I go back in 2 weeks to get the stitches taken out of my hip and get a cast on instead of my splint, so that's going to be a rough day but it's an important milestone in the process.

I can't thank y'all enough for all the prayers and support. And if you have any anti-boredom ideas I def am listening!! Love y'all!!

Friday, May 7, 2010

Long time no blog!

It's been forever since I last wrote! For the past couple weeks I've actually been busy, which has been such a nice change of pace!

This past weekend I got the chance to go to Houston, which was SO much fun! My main purpose was to attend the FUMC Grad banquet, but along the way I got to see a lot of friends that I haven't seen in SO long, years in some cases! It was so amazing getting the chance to catch up with everyone. I can't believe my gangsters are graduating!! Time flies by so quickly.

The semester is coming to a close, and it's so strange to not have finals or spend all my waking hours studying...wish I was though, as strange as that sounds. But next semester I'll be back! My surgery is now only 4 days away, and I'm now being faced with the reality of the situation and am being presented with all the feelings I've been repressing for all this time. But the Vertical lesson Afshin taught a couple weeks ago helped a lot, so now I will share it with you, in the hopes that it will help you wherever you are.

John 11:1-6,12-44
I Am the Ressurection and the Life

In verse 4 Jesus says that Lazarus' sickness will not end in death, but it is so that the Lord can be glorified through it. That gives me great comfort in a way, that although I have to deal with extra things everyday, that but God will somehow be glorified through it. I am just a small piece of the bigger picture that will lead to His glory. He's just doing something bigger than I can see.

I think it's really easy a lot of times during hard times to blame God. I've heard several times from non-Christians that one reason they don't believe is because if God is so loving, why does He allow bad things to happen to good people? And as Christians, I think a recurring thought process during these trials is "Why doesn't He love me enough to make this go away?" When in reality He does love us, so, so much even in the midst of hard times.

So, let's look at it...

Why doesn't He take me out of this immediately?
God doesn't work on my time table.

Why is God loving when He holds back?
If life were easy, we'd have no need for Him...and when we live for Him our lives have meaning because He is glorified and we are fulfilling our purpose.

Exercise tasks:
[1] In the blog post, rewrite the paragraph beginning "This past weekend I got the chance" as a short bulleted list that keeps its main facts.
[2] List every question asked in the blog post.
[3] Write the next few sentences of the blog post, starting after its last line.

Material supplied:
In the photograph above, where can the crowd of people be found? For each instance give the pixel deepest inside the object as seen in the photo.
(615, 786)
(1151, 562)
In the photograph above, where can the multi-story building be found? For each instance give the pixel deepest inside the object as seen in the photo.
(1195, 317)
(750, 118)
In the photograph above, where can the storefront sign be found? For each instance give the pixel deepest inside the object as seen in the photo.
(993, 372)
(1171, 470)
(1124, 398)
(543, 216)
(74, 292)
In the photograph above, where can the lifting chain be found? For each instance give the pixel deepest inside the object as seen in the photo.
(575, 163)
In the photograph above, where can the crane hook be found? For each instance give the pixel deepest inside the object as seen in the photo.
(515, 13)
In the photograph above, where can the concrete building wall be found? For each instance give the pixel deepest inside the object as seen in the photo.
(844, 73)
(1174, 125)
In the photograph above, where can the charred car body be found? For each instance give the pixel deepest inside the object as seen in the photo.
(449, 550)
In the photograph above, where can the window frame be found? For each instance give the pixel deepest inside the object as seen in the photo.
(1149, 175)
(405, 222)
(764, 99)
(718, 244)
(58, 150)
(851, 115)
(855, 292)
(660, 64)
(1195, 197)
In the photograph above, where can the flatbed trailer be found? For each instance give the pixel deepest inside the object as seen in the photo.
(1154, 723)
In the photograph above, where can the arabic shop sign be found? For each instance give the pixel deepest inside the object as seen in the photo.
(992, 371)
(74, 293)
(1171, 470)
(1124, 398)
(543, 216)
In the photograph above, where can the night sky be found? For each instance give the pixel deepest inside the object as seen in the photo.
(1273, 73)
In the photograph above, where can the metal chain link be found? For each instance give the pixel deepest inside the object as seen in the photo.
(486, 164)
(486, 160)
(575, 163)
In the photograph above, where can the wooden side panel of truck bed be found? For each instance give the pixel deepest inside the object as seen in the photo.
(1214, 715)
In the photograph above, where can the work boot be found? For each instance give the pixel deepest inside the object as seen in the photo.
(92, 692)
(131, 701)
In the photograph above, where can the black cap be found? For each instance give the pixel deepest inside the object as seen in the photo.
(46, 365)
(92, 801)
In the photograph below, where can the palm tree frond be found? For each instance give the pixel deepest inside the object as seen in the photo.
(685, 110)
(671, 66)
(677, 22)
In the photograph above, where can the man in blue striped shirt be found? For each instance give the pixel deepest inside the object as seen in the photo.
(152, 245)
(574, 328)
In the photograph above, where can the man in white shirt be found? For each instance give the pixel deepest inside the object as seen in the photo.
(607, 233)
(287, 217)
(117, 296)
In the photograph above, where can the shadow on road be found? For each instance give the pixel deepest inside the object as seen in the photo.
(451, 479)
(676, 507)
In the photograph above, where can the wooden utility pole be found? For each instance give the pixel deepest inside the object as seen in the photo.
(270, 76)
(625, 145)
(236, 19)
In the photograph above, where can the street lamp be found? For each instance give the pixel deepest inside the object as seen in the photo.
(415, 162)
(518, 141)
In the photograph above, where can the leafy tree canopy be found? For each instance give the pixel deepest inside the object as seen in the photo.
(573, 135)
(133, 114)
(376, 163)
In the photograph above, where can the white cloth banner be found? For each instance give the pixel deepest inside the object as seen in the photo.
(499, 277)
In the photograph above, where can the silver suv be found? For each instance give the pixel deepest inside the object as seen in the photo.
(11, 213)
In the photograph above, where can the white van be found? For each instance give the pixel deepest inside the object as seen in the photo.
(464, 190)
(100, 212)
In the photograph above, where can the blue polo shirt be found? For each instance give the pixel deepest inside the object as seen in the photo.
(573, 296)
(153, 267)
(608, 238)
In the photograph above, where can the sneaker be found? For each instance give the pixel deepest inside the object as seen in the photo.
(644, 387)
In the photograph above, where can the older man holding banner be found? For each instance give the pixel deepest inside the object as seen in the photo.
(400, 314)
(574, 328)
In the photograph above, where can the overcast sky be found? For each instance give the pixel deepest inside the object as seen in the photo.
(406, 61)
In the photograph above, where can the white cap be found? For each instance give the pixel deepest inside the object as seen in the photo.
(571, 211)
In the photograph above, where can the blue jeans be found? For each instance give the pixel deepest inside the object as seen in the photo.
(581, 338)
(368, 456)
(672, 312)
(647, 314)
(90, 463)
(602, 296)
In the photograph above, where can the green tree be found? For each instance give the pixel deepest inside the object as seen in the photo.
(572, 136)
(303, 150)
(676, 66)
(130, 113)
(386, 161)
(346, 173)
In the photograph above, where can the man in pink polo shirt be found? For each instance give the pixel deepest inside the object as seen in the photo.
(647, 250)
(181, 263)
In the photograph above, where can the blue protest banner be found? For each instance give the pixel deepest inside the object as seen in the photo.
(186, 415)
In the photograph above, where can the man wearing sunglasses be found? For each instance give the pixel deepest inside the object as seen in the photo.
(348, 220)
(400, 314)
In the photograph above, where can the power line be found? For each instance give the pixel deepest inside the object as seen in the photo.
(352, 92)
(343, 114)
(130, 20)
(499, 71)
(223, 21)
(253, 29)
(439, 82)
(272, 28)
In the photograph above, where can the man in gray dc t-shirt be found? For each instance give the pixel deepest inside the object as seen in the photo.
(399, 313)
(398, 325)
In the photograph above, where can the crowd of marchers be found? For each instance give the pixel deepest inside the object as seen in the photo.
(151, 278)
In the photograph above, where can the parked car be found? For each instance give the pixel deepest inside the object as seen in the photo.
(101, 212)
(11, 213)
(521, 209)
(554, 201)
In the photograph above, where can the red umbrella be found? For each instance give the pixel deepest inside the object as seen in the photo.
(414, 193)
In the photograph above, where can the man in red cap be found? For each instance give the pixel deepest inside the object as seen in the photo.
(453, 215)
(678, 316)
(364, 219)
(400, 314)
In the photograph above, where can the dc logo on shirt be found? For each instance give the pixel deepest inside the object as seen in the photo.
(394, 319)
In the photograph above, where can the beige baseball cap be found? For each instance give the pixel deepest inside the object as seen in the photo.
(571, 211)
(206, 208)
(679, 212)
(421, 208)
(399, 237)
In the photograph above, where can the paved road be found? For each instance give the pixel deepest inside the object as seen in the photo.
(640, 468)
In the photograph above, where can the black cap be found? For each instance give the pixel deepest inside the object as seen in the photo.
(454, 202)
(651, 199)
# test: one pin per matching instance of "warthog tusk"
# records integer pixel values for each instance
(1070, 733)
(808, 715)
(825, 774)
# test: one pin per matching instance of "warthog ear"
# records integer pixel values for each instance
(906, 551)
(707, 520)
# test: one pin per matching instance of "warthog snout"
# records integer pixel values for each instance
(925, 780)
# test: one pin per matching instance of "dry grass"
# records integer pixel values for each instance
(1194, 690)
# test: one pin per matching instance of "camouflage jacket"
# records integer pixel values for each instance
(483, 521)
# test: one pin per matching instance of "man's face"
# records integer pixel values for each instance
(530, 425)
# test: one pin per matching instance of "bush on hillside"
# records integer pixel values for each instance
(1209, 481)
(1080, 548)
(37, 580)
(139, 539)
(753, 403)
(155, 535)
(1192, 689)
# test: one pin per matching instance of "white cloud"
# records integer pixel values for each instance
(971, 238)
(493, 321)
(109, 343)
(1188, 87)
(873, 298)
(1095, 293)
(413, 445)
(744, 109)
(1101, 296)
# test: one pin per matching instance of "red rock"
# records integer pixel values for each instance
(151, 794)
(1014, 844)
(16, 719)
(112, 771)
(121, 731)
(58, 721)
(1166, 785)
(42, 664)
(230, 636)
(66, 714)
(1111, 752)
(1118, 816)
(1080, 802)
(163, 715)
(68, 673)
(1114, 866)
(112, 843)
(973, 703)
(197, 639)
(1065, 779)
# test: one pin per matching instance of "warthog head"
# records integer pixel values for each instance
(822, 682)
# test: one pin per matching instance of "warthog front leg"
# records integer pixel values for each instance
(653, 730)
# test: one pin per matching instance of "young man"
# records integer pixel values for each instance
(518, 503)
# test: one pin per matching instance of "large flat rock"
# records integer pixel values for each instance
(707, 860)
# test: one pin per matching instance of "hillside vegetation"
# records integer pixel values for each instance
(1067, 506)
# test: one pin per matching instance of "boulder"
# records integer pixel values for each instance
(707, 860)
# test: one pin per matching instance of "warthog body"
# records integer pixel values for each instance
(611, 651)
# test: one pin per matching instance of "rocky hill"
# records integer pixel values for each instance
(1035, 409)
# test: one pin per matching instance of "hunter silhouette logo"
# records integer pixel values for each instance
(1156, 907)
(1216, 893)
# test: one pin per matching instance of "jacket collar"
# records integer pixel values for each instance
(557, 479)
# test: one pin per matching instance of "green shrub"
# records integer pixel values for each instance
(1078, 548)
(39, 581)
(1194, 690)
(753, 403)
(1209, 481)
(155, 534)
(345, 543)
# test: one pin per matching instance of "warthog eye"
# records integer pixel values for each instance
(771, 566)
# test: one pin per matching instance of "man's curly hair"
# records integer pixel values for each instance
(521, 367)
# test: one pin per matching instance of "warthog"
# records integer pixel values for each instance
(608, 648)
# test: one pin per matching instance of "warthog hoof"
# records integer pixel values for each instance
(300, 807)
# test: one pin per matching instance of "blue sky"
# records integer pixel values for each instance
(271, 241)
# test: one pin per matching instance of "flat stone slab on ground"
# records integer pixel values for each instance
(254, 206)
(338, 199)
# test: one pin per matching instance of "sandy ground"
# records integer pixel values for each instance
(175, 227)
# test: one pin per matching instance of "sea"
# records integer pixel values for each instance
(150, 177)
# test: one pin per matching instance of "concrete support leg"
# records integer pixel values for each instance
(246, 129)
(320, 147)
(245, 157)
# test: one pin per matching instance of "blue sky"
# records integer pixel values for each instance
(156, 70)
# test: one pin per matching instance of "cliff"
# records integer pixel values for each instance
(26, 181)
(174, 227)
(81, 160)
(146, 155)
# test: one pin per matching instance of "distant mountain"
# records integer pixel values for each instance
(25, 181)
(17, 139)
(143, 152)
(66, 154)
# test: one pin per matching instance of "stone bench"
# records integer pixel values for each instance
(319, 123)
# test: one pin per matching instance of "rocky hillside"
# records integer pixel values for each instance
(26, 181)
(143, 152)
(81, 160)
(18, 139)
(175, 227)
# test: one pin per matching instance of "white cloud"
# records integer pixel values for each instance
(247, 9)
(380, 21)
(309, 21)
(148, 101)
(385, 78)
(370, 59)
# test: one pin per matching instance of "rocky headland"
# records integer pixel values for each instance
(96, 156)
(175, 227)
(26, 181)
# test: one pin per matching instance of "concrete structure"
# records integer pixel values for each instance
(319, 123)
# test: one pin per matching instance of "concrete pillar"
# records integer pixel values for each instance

Answers to the tasks:
[1]
- Went to Houston this past weekend and had a lot of fun.
- Main reason for the trip: the FUMC Grad banquet.
- Saw many friends not seen in a long time, in some cases for years, and caught up with everyone.
- Can hardly believe "my gangsters" are graduating; time flies.

[2]
- "If God is so loving, why does He allow bad things to happen to good people?"
- "Why doesn't He love me enough to make this go away?"
- "Why doesn't He take me out of this immediately?"
- "Why is God loving when He holds back?"

[3]
When I go through hard times, God is allowing me to be a part of His glory.
Going through trials increases our faith

An interesting thing Afshin said that I never knew before was when he was talking about verse 33 it says that Jesus is "deeply moved" by his friend's death. Afshin said that this word they use several times in the New Testament, but it is always in a different connotation. It's used always in agitation, or when Jesus is scolding someone...yet it's used here, after his friend has died. Why is Jesus so angry? The text says after that, that his spirit was troubled. He's angry that his friend has died and that death is a part of our lives. We weren't meant to be on this Earth to eventually die, death came as a result of sin. In the garden God said if they ate from the tree
they would surely die. Death came because we veered off from the His perfect plan.

Lazarus went through a huge trial, and because of how God was glorified through the circumstances, more people followed Christ. So through your trials in life, you never know how God is going to be glorified.


It is so easy to read those verses and remember how Afshin described God's glory in these awful situations and say that I will live my life like that. But do I? Do I wake up every morning and trust that no matter what bad things are happening in my life, that God will make it worth it? As my surgery comes closer and closer, it's really easy for me to get anxious and scared about the pain that is about to come, and the long recovery time. But I know that God will be glorified through these trials in my life, and I will come out on the other side stronger and more grounded in my faith....if I allow Him to move in me.

Are you letting Him work through your trials??